* _TASK_
Make an exact copy of all the records.

* _EXTRACTED ENTRIES_
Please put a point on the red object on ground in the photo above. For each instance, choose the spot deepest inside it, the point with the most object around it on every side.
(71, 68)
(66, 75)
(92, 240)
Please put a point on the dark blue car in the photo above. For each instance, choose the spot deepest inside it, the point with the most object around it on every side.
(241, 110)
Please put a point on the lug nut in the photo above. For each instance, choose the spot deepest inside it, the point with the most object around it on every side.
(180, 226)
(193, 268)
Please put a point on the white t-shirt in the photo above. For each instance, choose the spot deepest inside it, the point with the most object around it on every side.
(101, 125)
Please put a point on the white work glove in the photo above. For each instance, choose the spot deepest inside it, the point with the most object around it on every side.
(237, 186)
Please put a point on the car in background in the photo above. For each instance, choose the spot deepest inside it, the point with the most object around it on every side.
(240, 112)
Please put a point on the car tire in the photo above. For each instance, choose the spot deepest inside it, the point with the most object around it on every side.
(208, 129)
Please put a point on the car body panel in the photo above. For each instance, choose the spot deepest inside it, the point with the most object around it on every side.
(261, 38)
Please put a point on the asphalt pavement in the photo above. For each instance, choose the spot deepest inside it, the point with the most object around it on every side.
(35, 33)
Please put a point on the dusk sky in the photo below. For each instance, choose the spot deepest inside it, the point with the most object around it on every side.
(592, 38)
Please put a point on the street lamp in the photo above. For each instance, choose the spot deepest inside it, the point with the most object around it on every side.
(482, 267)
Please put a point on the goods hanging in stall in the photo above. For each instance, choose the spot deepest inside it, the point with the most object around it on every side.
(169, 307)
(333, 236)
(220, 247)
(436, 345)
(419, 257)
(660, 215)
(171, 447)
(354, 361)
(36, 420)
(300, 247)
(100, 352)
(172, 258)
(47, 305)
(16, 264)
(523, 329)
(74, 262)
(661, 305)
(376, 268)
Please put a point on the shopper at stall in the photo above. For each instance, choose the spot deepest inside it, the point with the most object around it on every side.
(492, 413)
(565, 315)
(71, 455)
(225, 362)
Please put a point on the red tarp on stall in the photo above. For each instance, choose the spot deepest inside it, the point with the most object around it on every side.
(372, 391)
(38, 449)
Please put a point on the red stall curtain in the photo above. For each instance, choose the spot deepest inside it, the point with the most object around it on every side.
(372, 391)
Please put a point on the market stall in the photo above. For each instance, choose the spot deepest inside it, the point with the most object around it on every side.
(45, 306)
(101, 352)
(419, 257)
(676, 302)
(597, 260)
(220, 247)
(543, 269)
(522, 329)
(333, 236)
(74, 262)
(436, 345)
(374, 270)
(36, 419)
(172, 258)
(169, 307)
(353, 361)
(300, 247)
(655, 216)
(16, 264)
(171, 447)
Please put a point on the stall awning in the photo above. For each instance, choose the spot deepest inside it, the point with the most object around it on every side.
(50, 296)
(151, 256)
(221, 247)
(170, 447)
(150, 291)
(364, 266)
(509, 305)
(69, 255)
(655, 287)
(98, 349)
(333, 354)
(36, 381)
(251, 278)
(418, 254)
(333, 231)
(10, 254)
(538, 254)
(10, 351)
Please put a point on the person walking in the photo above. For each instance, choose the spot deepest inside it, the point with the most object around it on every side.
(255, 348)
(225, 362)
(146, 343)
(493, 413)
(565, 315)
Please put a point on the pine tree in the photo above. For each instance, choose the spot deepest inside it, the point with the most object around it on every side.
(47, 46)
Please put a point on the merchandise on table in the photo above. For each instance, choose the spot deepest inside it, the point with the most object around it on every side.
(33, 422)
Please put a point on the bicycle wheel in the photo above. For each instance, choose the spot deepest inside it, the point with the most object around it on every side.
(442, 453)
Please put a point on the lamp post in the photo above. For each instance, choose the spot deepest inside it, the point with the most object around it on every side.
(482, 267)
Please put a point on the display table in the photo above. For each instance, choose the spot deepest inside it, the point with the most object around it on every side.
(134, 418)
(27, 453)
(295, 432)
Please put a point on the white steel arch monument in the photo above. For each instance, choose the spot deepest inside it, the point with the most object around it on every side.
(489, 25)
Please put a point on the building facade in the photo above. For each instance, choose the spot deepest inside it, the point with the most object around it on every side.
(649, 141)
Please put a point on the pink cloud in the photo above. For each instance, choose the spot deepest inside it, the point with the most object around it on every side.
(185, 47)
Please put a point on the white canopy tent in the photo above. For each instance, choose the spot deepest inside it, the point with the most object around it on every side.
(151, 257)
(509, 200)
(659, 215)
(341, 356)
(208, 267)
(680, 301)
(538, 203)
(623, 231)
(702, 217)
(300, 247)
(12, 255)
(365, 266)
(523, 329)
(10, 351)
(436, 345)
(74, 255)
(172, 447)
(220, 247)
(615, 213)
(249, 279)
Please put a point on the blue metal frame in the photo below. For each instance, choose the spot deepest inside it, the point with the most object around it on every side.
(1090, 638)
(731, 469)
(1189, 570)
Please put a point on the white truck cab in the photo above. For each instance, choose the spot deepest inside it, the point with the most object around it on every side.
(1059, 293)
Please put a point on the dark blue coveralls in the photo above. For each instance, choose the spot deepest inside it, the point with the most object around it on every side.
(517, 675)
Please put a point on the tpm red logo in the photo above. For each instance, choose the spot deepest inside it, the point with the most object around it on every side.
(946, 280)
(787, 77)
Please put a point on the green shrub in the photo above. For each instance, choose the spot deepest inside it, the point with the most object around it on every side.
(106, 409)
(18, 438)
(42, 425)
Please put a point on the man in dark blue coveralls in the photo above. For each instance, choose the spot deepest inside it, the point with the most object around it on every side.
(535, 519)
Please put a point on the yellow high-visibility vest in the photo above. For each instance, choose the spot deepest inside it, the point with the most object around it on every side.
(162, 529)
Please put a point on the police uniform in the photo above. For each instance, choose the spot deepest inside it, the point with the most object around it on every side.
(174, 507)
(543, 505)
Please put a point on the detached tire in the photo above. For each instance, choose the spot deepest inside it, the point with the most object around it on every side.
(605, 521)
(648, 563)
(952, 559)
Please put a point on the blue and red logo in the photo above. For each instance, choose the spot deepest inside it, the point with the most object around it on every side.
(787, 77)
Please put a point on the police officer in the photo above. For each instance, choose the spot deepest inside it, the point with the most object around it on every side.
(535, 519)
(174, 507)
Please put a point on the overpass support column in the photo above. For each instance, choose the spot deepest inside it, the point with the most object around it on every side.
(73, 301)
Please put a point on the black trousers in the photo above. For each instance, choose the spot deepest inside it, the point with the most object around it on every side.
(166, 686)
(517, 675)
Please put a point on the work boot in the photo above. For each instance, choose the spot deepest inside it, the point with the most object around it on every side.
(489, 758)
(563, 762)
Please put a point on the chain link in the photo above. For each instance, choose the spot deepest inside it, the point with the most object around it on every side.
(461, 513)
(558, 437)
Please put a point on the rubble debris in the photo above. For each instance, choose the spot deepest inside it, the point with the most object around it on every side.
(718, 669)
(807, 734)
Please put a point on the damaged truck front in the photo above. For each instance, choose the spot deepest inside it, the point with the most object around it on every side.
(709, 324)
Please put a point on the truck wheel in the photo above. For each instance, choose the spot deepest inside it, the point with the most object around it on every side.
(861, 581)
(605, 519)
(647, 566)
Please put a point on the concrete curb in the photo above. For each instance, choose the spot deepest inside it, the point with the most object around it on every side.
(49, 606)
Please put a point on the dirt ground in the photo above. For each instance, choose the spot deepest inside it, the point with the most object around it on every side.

* _TASK ANSWER_
Please put a point on the red object on ground in the photo above. For each instance, choose the spot deepest inside it, the point with the most object around it on every side.
(71, 68)
(66, 75)
(92, 240)
Please put a point on the dark blue car in the photo above. For each instance, choose the spot deepest inside it, the point with the most object around it on every side.
(241, 110)
Please put a point on the lug nut in the photo above. For each instance, choose the spot deepest inside it, the point with the most object around it on every side.
(180, 226)
(193, 268)
Please put a point on the white t-shirt in the photo above. For each instance, choose the spot deepest inside it, the point with the most object around it on every side.
(101, 125)
Please put a point on the white work glove in the photo above. For each instance, choose the spot deepest inside it, the point with the most object around it on every side.
(237, 186)
Please put a point on the car in background in the photo above. For each instance, choose the spot deepest inside it, the point with the most object around it on every side.
(240, 112)
Please put a point on the car tire in the photo above. For each instance, choose the spot deepest inside it, the point with the most object around it on every side.
(208, 129)
Please put a point on the car body panel in the photo above. For each instance, choose the spot deepest inside it, the point with the most object around it on every side.
(261, 38)
Please put a point on the asphalt pavement in the photo above. For each instance, choose the spot deepest inside it, the point with the most object around it on every side.
(35, 33)
Please put a point on the dusk sky in the photo below. For each instance, choose the spot deepest inside it, the point with the most object around it on every side.
(592, 38)
Please put a point on the street lamp in the photo above. For each instance, choose the spot deepest inside it, the point with the most object around it on every side.
(482, 267)
Please put a point on the goods hanging in stall in the photo above. For each instance, choose the spot deepest inside it, the point with the most object around it on every side.
(169, 307)
(333, 236)
(220, 247)
(436, 345)
(419, 257)
(660, 215)
(171, 447)
(354, 361)
(36, 420)
(300, 247)
(100, 352)
(172, 258)
(47, 305)
(16, 264)
(523, 329)
(74, 262)
(661, 305)
(376, 268)
Please put a point on the shopper at stall in the photo above. For each instance, choose the spot deepest inside it, the point with the most object around it on every side.
(492, 413)
(565, 315)
(71, 455)
(225, 362)
Please put a point on the red tarp on stall in the photo above. For each instance, choose the spot deepest inside it, the point with the most object around it on every side.
(372, 391)
(38, 449)
Please put a point on the red stall curtain in the photo above. For each instance, choose the spot deepest inside it, the point with the most object around it on every side.
(372, 391)
Please put a point on the market stall in the photo above. For each instance, choose the spot deepest inside it, the point with the most object around it on every side.
(45, 306)
(101, 352)
(419, 257)
(676, 302)
(597, 260)
(220, 247)
(543, 269)
(522, 329)
(333, 236)
(74, 262)
(436, 345)
(374, 270)
(36, 419)
(172, 258)
(169, 307)
(353, 361)
(300, 247)
(655, 216)
(16, 264)
(171, 447)
Please put a point on the stall awning in the photo above. For each instance, choose the spot deepest inside it, the point with the most object around it on every side.
(50, 296)
(151, 256)
(221, 247)
(170, 447)
(150, 291)
(364, 266)
(509, 305)
(69, 255)
(655, 287)
(98, 349)
(333, 354)
(36, 381)
(251, 278)
(418, 254)
(333, 231)
(10, 254)
(538, 254)
(10, 351)
Please put a point on the person walking in the photo above. For each instance, choose the spot deepest inside it, the point with the most object around it on every side.
(255, 348)
(225, 362)
(146, 343)
(493, 413)
(565, 315)
Please put a point on the pine tree in the photo above. For each instance, choose the spot deepest inside it, the point with the most object around it on every side.
(47, 46)
Please put a point on the merchandise on table in the photo above. For each instance, choose the spot deepest inside it, the point with the most object around it on every side.
(33, 422)
Please put a point on the bicycle wheel in the photo above. For each instance, choose the spot deepest inside it, the point with the most object around it on every side.
(442, 453)
Please put a point on the lamp post in the photo above. For each instance, choose the spot deepest inside it, the point with the most object around it on every side.
(482, 267)
Please put a point on the display table in the photo above. For each instance, choose the spot deepest inside it, the point with the most object around it on every side.
(134, 418)
(27, 453)
(295, 432)
Please put a point on the white steel arch monument in the photo above. For each instance, choose the spot deepest inside it, the point with the most object around it on every side.
(489, 25)
Please put a point on the building facade in the photo above. For each instance, choose the spot deepest inside it, the point with the most object around it on every side.
(649, 141)
Please put a point on the pink cloud in the photo above. For each instance, choose the spot deepest inside it, the point with the most object around it on every side.
(185, 47)
Please put a point on the white canopy tent in the photo above. For each instance, choose the spot deepest inside it, the point with the most object around it on every side.
(151, 257)
(509, 200)
(659, 215)
(341, 356)
(208, 267)
(680, 301)
(538, 203)
(623, 231)
(702, 217)
(300, 247)
(12, 255)
(365, 266)
(523, 329)
(10, 351)
(436, 345)
(74, 255)
(172, 447)
(220, 247)
(615, 213)
(249, 279)
Please put a point on the blue metal frame in the photo below. For each instance, choose the spot deepest inside it, the point with the most object around it on every side.
(1090, 638)
(731, 469)
(1189, 570)
Please put a point on the white truck cab in the photo above. For each instance, choose the spot deepest inside it, the point with the most object around it on every side.
(1059, 293)
Please put a point on the dark blue coveralls in the photo above. For each instance, choose the spot deepest inside it, the point with the most object around it on every side.
(517, 675)
Please put a point on the tpm red logo in the photo above. For each instance, choose the spot deepest inside it, the point with the most object around it on every side.
(946, 280)
(787, 77)
Please put a point on the green shrub in the photo above. For each instance, choose the spot deepest inside it, the point with the most object around it on every side.
(106, 409)
(18, 438)
(42, 425)
Please put a point on the man in dark blue coveralls in the photo above. For each instance, choose the spot deepest inside it, the point with the most object around it on every side.
(535, 519)
Please put a point on the yellow high-visibility vest in the photo above. For each instance, choose the spot deepest inside it, the point with the most object around it on every side.
(162, 529)
Please put a point on the police uniform in the photo above. For each instance, choose the spot deepest inside it, the point with the most object around it on every side.
(174, 507)
(543, 505)
Please put a point on the detached tire in the photo above. For each instance, choose the spot deepest inside it, the point with the most object around it on every side.
(605, 521)
(648, 563)
(952, 559)
Please put a point on the blue and red logo in the photo above. For each instance, choose the spot deepest inside it, the point with the most object around it on every side.
(787, 77)
Please put a point on the police officer in the photo above. For each instance, choose the spot deepest inside it, the point with the most object around it on every side.
(535, 519)
(174, 507)
Please put a point on the overpass support column in the photo above. For each instance, choose the spot deepest inside it, the point with the most object around it on every side.
(73, 301)
Please put a point on the black trousers in the photo above. For each instance, choose the spot deepest inside it, the point with the most object around it on every side.
(166, 686)
(517, 675)
Please put a point on the work boot in the photo above. For each instance, choose the spot deepest inside it, the point with the most object around it on every side.
(489, 758)
(563, 762)
Please put a point on the chain link in the photo above. For each instance, choose the spot deepest inside it, the point with the most object around it on every side.
(461, 513)
(558, 437)
Please put a point on the rubble debris in the photo above. For each instance, choose the spot deepest inside it, the point with the most object around it on every side.
(718, 669)
(807, 734)
Please put a point on the damaged truck front in the photo above. For each instance, choose the spot deepest inside it, the point with the most object around it on every side.
(709, 324)
Please put a point on the truck wheel in the photo above. For each instance, choose the spot deepest inside it, the point with the most object around it on every side.
(861, 581)
(605, 519)
(647, 566)
Please put a point on the concrete curb in the photo above. For each instance, choose the spot deepest inside it, the point with the most object around it on every side.
(49, 606)
Please put a point on the dirt ground in the photo above. For each instance, choose the spot deepest inside it, the point with the most object around it on every side.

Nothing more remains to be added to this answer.